### What this task involves
Extract each line of the listing that contains the word "white".

### Dataset rows
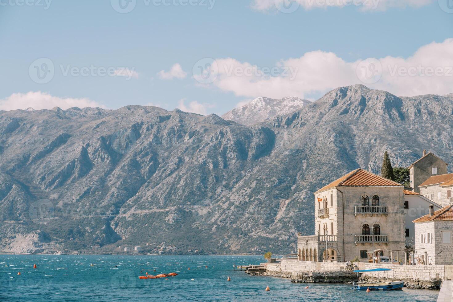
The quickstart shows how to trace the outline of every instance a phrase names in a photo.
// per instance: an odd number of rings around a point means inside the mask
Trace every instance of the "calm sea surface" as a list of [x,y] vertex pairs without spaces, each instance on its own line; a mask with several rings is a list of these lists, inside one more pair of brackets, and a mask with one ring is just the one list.
[[[350,285],[293,283],[233,269],[233,264],[263,261],[253,256],[0,255],[0,301],[414,302],[435,301],[439,292],[405,288],[366,293],[351,290]],[[146,272],[179,274],[168,280],[138,278]],[[270,292],[265,291],[267,286]]]

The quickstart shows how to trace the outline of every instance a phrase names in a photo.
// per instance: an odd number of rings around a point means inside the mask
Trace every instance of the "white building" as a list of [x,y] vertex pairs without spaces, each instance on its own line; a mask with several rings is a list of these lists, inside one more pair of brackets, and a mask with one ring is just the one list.
[[406,245],[414,246],[415,243],[414,220],[429,214],[429,206],[434,206],[434,211],[440,210],[442,207],[416,192],[407,190],[404,190],[403,192],[404,193],[404,227]]
[[[419,263],[432,265],[453,264],[453,209],[447,206],[414,221],[415,254]],[[427,260],[427,262],[425,260]]]

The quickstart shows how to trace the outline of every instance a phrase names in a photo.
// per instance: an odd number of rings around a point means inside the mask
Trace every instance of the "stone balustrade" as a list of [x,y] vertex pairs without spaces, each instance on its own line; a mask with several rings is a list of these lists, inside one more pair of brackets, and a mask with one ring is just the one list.
[[379,243],[380,242],[388,242],[389,236],[387,235],[356,235],[356,244],[361,243],[370,243],[373,241]]
[[354,206],[355,215],[361,214],[365,215],[387,215],[388,208],[385,206]]

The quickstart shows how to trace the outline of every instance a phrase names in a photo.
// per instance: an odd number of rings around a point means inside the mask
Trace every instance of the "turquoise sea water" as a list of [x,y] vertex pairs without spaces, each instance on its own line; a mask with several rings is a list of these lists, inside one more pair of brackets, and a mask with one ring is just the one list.
[[[0,255],[0,301],[415,302],[435,301],[439,292],[405,288],[366,293],[351,290],[351,285],[292,283],[233,270],[233,264],[263,261],[254,256]],[[138,278],[146,272],[179,274],[168,280]],[[271,290],[266,292],[268,286]]]

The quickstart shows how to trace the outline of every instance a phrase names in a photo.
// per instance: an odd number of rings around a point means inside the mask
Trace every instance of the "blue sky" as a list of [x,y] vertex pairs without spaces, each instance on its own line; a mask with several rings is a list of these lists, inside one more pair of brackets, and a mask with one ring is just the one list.
[[[398,95],[453,92],[453,88],[448,91],[449,84],[453,87],[448,70],[453,65],[448,60],[453,14],[441,9],[437,0],[400,0],[407,5],[376,10],[303,5],[291,13],[259,7],[269,0],[217,0],[212,9],[208,0],[183,6],[183,0],[172,0],[168,6],[136,0],[127,13],[114,9],[116,0],[53,0],[48,7],[44,0],[27,0],[33,5],[19,5],[25,0],[0,0],[0,109],[2,102],[3,109],[25,103],[39,109],[45,106],[43,102],[64,103],[67,98],[69,103],[82,106],[153,104],[221,115],[260,96],[313,100],[338,86],[361,83],[347,75],[367,58],[398,66],[421,62],[446,68],[443,76],[430,77],[428,82],[419,72],[411,77],[394,75],[391,79],[384,72],[378,81],[365,83],[373,88]],[[453,5],[452,0],[445,1]],[[430,45],[416,59],[410,59]],[[307,54],[311,54],[304,57]],[[278,75],[244,78],[219,70],[215,81],[202,85],[192,71],[206,58],[241,68],[249,64],[258,69],[298,67],[297,80],[280,81]],[[29,72],[30,64],[40,58],[49,59],[54,68],[51,80],[43,84],[34,81]],[[169,72],[175,64],[172,76]],[[114,68],[117,76],[77,73],[90,67]],[[65,75],[70,67],[76,73]],[[159,75],[163,70],[166,73]],[[117,76],[126,74],[131,76]],[[422,88],[408,88],[413,86]],[[34,93],[22,94],[29,92]]]

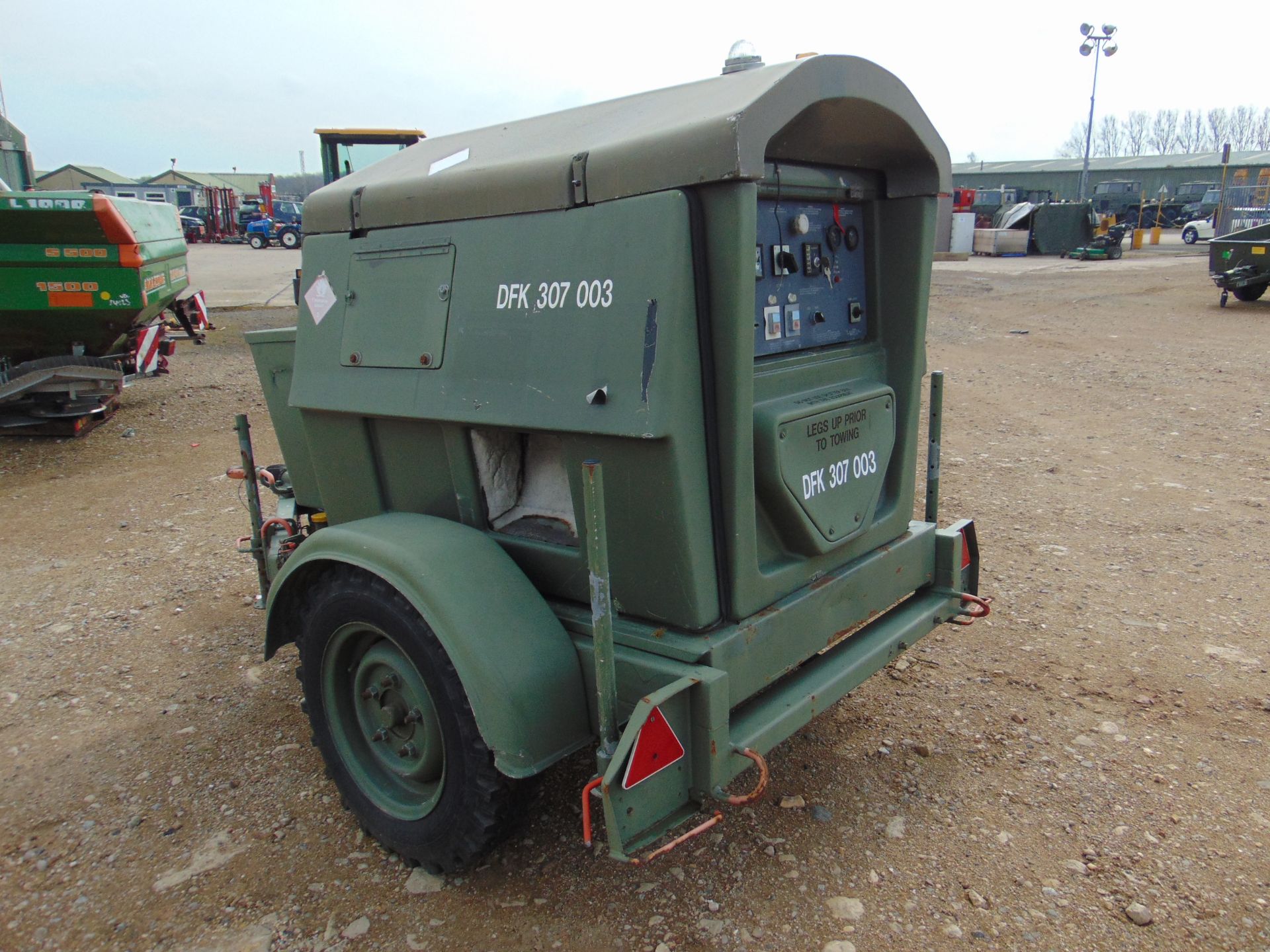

### Finished answer
Trace every instance of the "white building" as a list of [x,y] vertex pairs without spaces, each instance on its own line; a mask with several rings is a list of these lists, inside one more pair of brackets, and a mask with one ring is just the one list.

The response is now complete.